■ REQUIREMENT: Please arrange everything from the line containing "target: blurred red poppy" down to the line containing "task: segment each instance of the blurred", both included, as a Markdown table with the columns No. and Line. Leave out any blank lines.

───── RECORDS SUPPLIED ─────

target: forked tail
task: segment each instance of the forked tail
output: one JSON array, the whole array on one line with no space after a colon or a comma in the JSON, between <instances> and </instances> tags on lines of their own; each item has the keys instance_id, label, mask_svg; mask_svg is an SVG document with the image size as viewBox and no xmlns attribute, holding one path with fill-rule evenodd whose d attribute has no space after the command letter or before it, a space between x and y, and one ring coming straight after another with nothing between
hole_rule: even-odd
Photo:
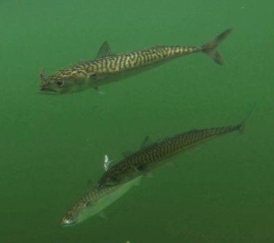
<instances>
[{"instance_id":1,"label":"forked tail","mask_svg":"<svg viewBox=\"0 0 274 243\"><path fill-rule=\"evenodd\" d=\"M217 64L223 65L223 61L220 53L216 49L219 44L227 38L232 31L232 28L227 29L215 37L213 40L201 46L201 51L208 55Z\"/></svg>"}]
</instances>

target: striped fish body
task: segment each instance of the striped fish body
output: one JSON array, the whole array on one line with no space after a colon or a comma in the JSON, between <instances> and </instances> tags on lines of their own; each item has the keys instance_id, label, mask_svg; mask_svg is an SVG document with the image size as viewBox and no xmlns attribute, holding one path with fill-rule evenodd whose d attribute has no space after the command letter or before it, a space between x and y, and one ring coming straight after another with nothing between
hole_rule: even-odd
<instances>
[{"instance_id":1,"label":"striped fish body","mask_svg":"<svg viewBox=\"0 0 274 243\"><path fill-rule=\"evenodd\" d=\"M141 177L138 177L123 185L93 188L67 211L59 225L60 227L74 226L98 214L118 200L140 179Z\"/></svg>"},{"instance_id":2,"label":"striped fish body","mask_svg":"<svg viewBox=\"0 0 274 243\"><path fill-rule=\"evenodd\" d=\"M227 29L201 47L162 46L132 52L114 54L105 42L97 57L58 71L47 78L42 78L41 94L60 94L77 92L121 80L177 57L203 52L215 62L223 64L216 48L230 33Z\"/></svg>"},{"instance_id":3,"label":"striped fish body","mask_svg":"<svg viewBox=\"0 0 274 243\"><path fill-rule=\"evenodd\" d=\"M100 179L101 187L113 186L146 175L164 159L190 149L201 142L242 130L243 124L206 129L195 129L165 139L142 149L111 167Z\"/></svg>"}]
</instances>

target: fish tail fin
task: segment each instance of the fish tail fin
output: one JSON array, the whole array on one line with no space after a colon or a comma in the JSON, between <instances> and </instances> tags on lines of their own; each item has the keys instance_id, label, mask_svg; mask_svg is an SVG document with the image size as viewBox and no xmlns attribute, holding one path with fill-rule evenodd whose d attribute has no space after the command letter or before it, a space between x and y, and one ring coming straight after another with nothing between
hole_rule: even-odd
<instances>
[{"instance_id":1,"label":"fish tail fin","mask_svg":"<svg viewBox=\"0 0 274 243\"><path fill-rule=\"evenodd\" d=\"M219 65L223 65L223 60L216 49L219 44L227 37L232 31L232 28L225 30L213 40L201 47L201 51L208 55Z\"/></svg>"},{"instance_id":2,"label":"fish tail fin","mask_svg":"<svg viewBox=\"0 0 274 243\"><path fill-rule=\"evenodd\" d=\"M242 123L239 124L239 125L238 125L239 128L238 129L238 131L239 131L239 132L241 134L242 134L242 133L244 132L245 122L249 118L250 115L251 114L251 113L252 113L252 112L254 110L256 106L256 105L253 105L253 107L251 108L251 110L250 110L250 112L249 112L247 116L245 118L245 119L242 121Z\"/></svg>"}]
</instances>

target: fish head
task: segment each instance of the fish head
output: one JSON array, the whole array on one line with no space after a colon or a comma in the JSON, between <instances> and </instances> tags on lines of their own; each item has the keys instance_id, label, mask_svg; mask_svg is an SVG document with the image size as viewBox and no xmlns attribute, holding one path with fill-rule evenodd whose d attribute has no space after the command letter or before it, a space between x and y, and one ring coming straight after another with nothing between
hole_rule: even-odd
<instances>
[{"instance_id":1,"label":"fish head","mask_svg":"<svg viewBox=\"0 0 274 243\"><path fill-rule=\"evenodd\" d=\"M86 77L77 71L62 70L47 78L42 78L40 84L40 94L62 94L82 91L87 88Z\"/></svg>"}]
</instances>

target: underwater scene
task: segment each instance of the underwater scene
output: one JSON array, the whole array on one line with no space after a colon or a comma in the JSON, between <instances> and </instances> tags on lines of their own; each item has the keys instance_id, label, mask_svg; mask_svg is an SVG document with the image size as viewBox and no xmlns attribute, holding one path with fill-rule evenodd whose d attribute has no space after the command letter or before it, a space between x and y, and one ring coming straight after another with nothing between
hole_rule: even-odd
<instances>
[{"instance_id":1,"label":"underwater scene","mask_svg":"<svg viewBox=\"0 0 274 243\"><path fill-rule=\"evenodd\" d=\"M272 1L0 5L1 242L274 242Z\"/></svg>"}]
</instances>

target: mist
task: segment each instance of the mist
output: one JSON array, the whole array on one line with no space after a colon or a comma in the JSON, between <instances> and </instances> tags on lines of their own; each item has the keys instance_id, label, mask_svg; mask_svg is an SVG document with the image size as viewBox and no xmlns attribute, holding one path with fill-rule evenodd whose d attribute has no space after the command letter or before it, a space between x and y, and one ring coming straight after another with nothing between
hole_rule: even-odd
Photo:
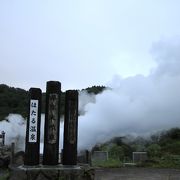
<instances>
[{"instance_id":1,"label":"mist","mask_svg":"<svg viewBox=\"0 0 180 180\"><path fill-rule=\"evenodd\" d=\"M115 75L111 89L87 103L79 117L79 148L91 148L114 136L144 136L180 126L180 39L153 44L157 62L148 76Z\"/></svg>"},{"instance_id":2,"label":"mist","mask_svg":"<svg viewBox=\"0 0 180 180\"><path fill-rule=\"evenodd\" d=\"M180 39L153 44L151 54L157 63L148 76L122 78L115 75L101 94L79 93L78 149L90 149L115 136L148 137L157 131L180 126ZM44 115L41 123L41 152ZM24 148L25 121L9 115L0 122L6 142ZM61 123L60 148L63 142Z\"/></svg>"}]
</instances>

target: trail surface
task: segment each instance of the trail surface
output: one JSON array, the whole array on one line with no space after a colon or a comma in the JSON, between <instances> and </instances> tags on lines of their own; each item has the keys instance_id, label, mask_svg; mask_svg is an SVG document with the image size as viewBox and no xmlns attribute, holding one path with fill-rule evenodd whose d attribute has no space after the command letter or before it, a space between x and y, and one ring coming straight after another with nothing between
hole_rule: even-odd
<instances>
[{"instance_id":1,"label":"trail surface","mask_svg":"<svg viewBox=\"0 0 180 180\"><path fill-rule=\"evenodd\" d=\"M180 170L134 167L96 169L95 180L180 180Z\"/></svg>"}]
</instances>

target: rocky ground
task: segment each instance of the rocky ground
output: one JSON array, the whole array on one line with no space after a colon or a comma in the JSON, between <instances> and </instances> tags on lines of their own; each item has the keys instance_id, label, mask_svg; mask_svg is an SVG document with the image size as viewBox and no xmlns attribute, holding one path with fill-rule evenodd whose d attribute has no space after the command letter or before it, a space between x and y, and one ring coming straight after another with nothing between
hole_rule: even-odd
<instances>
[{"instance_id":1,"label":"rocky ground","mask_svg":"<svg viewBox=\"0 0 180 180\"><path fill-rule=\"evenodd\" d=\"M6 173L0 169L0 177ZM97 168L95 180L180 180L180 169Z\"/></svg>"},{"instance_id":2,"label":"rocky ground","mask_svg":"<svg viewBox=\"0 0 180 180\"><path fill-rule=\"evenodd\" d=\"M180 180L180 170L153 168L96 169L95 180Z\"/></svg>"}]
</instances>

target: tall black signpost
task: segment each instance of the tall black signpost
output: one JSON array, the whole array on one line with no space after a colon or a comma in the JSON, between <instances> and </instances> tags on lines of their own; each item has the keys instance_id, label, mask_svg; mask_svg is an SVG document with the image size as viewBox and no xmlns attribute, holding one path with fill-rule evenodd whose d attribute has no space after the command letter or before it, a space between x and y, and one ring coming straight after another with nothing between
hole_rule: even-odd
<instances>
[{"instance_id":1,"label":"tall black signpost","mask_svg":"<svg viewBox=\"0 0 180 180\"><path fill-rule=\"evenodd\" d=\"M44 165L57 165L59 157L61 83L48 81L46 86L46 113L44 129Z\"/></svg>"},{"instance_id":2,"label":"tall black signpost","mask_svg":"<svg viewBox=\"0 0 180 180\"><path fill-rule=\"evenodd\" d=\"M66 91L63 165L77 164L78 91Z\"/></svg>"},{"instance_id":3,"label":"tall black signpost","mask_svg":"<svg viewBox=\"0 0 180 180\"><path fill-rule=\"evenodd\" d=\"M41 89L31 88L29 90L29 113L24 158L24 165L28 166L39 164L41 96Z\"/></svg>"}]
</instances>

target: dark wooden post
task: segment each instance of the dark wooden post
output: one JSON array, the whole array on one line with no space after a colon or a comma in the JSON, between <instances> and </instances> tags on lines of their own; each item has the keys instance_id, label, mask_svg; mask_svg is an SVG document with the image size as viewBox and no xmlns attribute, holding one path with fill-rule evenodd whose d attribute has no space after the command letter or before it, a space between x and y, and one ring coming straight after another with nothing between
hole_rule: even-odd
<instances>
[{"instance_id":1,"label":"dark wooden post","mask_svg":"<svg viewBox=\"0 0 180 180\"><path fill-rule=\"evenodd\" d=\"M66 91L63 165L77 164L78 91Z\"/></svg>"},{"instance_id":2,"label":"dark wooden post","mask_svg":"<svg viewBox=\"0 0 180 180\"><path fill-rule=\"evenodd\" d=\"M57 165L59 159L61 83L48 81L46 87L46 114L44 128L44 165Z\"/></svg>"},{"instance_id":3,"label":"dark wooden post","mask_svg":"<svg viewBox=\"0 0 180 180\"><path fill-rule=\"evenodd\" d=\"M26 126L24 165L39 164L41 96L41 89L31 88L29 90L29 115Z\"/></svg>"},{"instance_id":4,"label":"dark wooden post","mask_svg":"<svg viewBox=\"0 0 180 180\"><path fill-rule=\"evenodd\" d=\"M5 134L6 133L4 131L2 131L1 134L2 134L2 145L4 146L5 145Z\"/></svg>"}]
</instances>

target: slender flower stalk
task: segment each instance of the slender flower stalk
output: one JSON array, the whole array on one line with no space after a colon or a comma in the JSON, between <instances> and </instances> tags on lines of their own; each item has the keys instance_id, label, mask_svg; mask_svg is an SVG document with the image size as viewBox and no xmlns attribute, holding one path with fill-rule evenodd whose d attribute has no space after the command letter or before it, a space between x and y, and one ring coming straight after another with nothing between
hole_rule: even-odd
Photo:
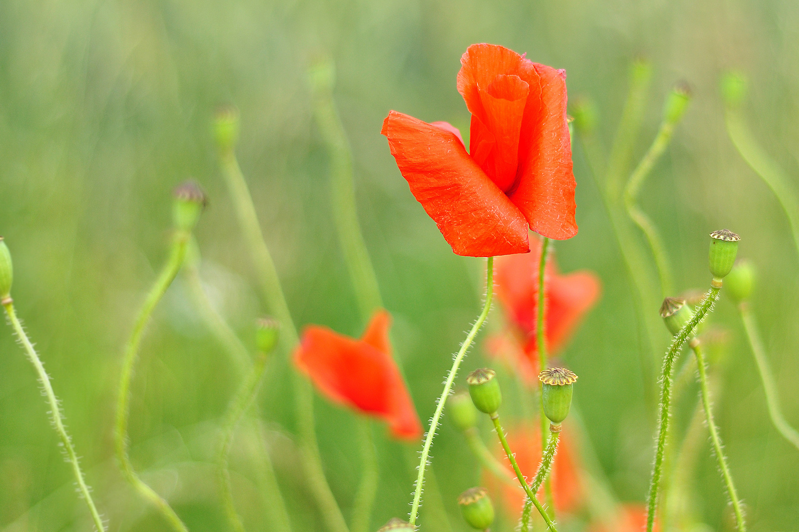
<instances>
[{"instance_id":1,"label":"slender flower stalk","mask_svg":"<svg viewBox=\"0 0 799 532\"><path fill-rule=\"evenodd\" d=\"M735 490L733 475L729 472L727 459L724 455L721 439L718 435L718 428L716 427L716 422L713 417L713 405L710 402L710 391L707 384L707 370L705 365L705 357L702 354L702 346L698 339L692 339L690 345L697 358L702 408L705 409L705 418L707 421L708 429L710 432L710 441L713 443L714 453L716 455L716 460L718 462L718 469L721 473L721 479L727 488L727 496L729 497L729 500L733 504L733 510L735 512L735 522L737 526L738 532L746 532L746 523L744 521L744 513L741 499L738 498L737 491Z\"/></svg>"},{"instance_id":2,"label":"slender flower stalk","mask_svg":"<svg viewBox=\"0 0 799 532\"><path fill-rule=\"evenodd\" d=\"M660 480L663 470L663 458L666 451L666 434L669 430L669 420L671 416L671 384L673 380L674 361L680 350L689 339L693 338L697 325L710 313L714 304L718 299L721 290L721 282L714 279L710 290L705 298L697 307L688 323L674 335L666 357L663 359L663 372L661 376L661 401L660 414L658 423L658 443L655 451L654 467L652 470L652 481L650 484L649 501L646 513L646 532L652 532L654 526L655 511L658 506L658 491L660 488Z\"/></svg>"},{"instance_id":3,"label":"slender flower stalk","mask_svg":"<svg viewBox=\"0 0 799 532\"><path fill-rule=\"evenodd\" d=\"M746 339L752 349L752 355L757 365L761 382L763 383L763 391L765 393L765 402L769 407L769 417L771 418L771 423L783 438L793 443L797 449L799 449L799 432L797 432L796 429L788 424L785 416L782 415L779 395L777 392L777 384L774 382L771 366L765 356L765 349L763 348L757 325L755 323L754 316L749 309L749 303L747 301L739 303L738 310L741 313L741 320L744 323Z\"/></svg>"},{"instance_id":4,"label":"slender flower stalk","mask_svg":"<svg viewBox=\"0 0 799 532\"><path fill-rule=\"evenodd\" d=\"M499 443L502 443L502 447L505 451L505 455L507 456L508 461L511 462L511 467L513 467L514 472L516 473L516 478L519 479L519 483L522 485L524 488L525 492L527 494L527 499L531 501L534 505L535 505L536 509L538 509L539 513L541 514L541 517L543 518L544 522L547 523L547 527L550 530L550 532L558 532L558 529L555 528L555 522L553 522L552 518L547 513L547 510L544 509L541 502L539 502L538 498L535 496L535 492L538 491L533 490L531 486L527 485L527 481L525 479L524 475L522 474L522 470L519 469L519 464L516 463L516 458L514 456L513 451L511 450L511 446L508 445L507 438L505 437L505 431L503 430L502 424L499 422L499 415L494 412L491 416L491 421L494 423L494 428L496 431L497 436L499 438ZM557 445L557 442L555 443ZM546 456L546 453L545 453ZM552 456L555 456L553 452ZM543 461L542 461L542 465L543 465ZM551 465L551 459L550 459L550 465ZM539 472L542 473L541 467L539 468ZM548 471L547 471L548 472ZM546 476L546 473L543 473L541 475L541 480L543 480ZM536 479L538 479L539 475L536 475ZM540 488L541 483L538 483L538 487ZM529 515L529 512L527 512ZM522 529L524 532L527 532L525 529Z\"/></svg>"},{"instance_id":5,"label":"slender flower stalk","mask_svg":"<svg viewBox=\"0 0 799 532\"><path fill-rule=\"evenodd\" d=\"M141 343L145 327L149 321L156 305L164 297L166 290L180 271L190 238L191 233L189 231L182 229L176 230L173 237L169 258L164 265L155 284L148 293L145 303L136 318L133 330L125 348L122 373L120 377L119 392L117 399L117 422L114 431L117 459L125 478L142 498L149 501L161 512L173 530L177 532L188 532L189 529L186 528L169 503L145 483L133 469L129 455L128 423L130 416L130 383L133 376L133 368L138 358L139 345Z\"/></svg>"},{"instance_id":6,"label":"slender flower stalk","mask_svg":"<svg viewBox=\"0 0 799 532\"><path fill-rule=\"evenodd\" d=\"M227 109L221 112L217 119L217 140L220 148L222 175L228 185L239 219L239 226L256 268L264 300L275 317L283 325L284 333L280 336L280 343L283 351L288 353L297 345L299 336L283 294L277 270L264 240L252 197L250 195L249 188L236 157L235 146L237 136L237 112ZM302 454L306 480L330 532L348 532L347 522L322 467L313 415L313 389L311 384L296 372L292 376L294 409L300 439L299 447Z\"/></svg>"},{"instance_id":7,"label":"slender flower stalk","mask_svg":"<svg viewBox=\"0 0 799 532\"><path fill-rule=\"evenodd\" d=\"M472 325L471 330L467 335L466 340L461 345L460 349L455 357L455 360L452 361L452 367L450 368L449 372L447 374L447 380L444 382L444 389L438 399L435 412L430 420L430 428L427 430L427 434L424 438L424 444L422 447L422 455L419 463L419 474L416 476L414 488L413 502L411 504L411 518L408 520L408 522L413 526L416 525L419 505L422 501L422 491L424 489L424 470L427 466L427 459L430 456L430 447L432 445L433 439L435 437L435 432L439 428L439 420L441 419L441 413L443 412L444 405L447 404L447 399L452 391L452 384L455 382L455 377L458 374L460 363L463 361L463 357L466 357L467 351L468 351L469 347L474 341L475 337L477 336L478 331L480 330L480 327L483 326L486 317L488 317L488 311L491 308L491 298L494 295L494 258L489 257L486 262L487 271L486 274L486 300L483 305L483 310L477 317L477 321L475 321L475 325Z\"/></svg>"},{"instance_id":8,"label":"slender flower stalk","mask_svg":"<svg viewBox=\"0 0 799 532\"><path fill-rule=\"evenodd\" d=\"M0 240L2 240L2 237L0 237ZM11 322L11 327L17 335L17 338L25 349L25 353L27 355L28 360L30 361L30 363L34 365L34 368L36 369L39 382L42 384L42 388L45 392L45 397L47 399L47 404L50 407L50 420L53 422L53 428L55 428L55 432L58 434L58 438L61 439L64 452L66 455L66 460L72 467L72 474L75 477L75 482L78 483L78 489L81 493L81 496L83 497L86 506L89 506L89 513L92 515L94 527L97 532L105 532L105 525L103 523L100 512L97 511L97 506L94 504L91 488L86 484L86 480L83 475L80 461L78 458L78 453L75 452L75 447L72 444L72 438L66 432L66 427L64 425L64 419L61 411L61 404L58 401L58 398L55 396L55 392L53 391L53 385L50 384L50 376L47 375L47 372L45 371L44 365L36 353L36 349L34 349L33 343L31 343L27 334L26 334L22 324L20 322L19 318L17 317L17 313L14 308L14 301L10 296L6 294L6 297L2 298L2 301L0 302L2 302L3 308L6 309L6 313Z\"/></svg>"}]
</instances>

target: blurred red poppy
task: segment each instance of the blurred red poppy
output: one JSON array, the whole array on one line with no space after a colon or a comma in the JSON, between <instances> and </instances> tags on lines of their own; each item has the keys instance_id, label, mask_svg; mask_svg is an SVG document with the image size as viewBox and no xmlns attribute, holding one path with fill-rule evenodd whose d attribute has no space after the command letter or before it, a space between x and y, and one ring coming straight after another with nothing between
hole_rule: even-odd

─────

■ COMPLETE OUTPUT:
| No. | Line |
|---|---|
| 1 | target: blurred red poppy |
| 2 | task: segment each instance of the blurred red poppy |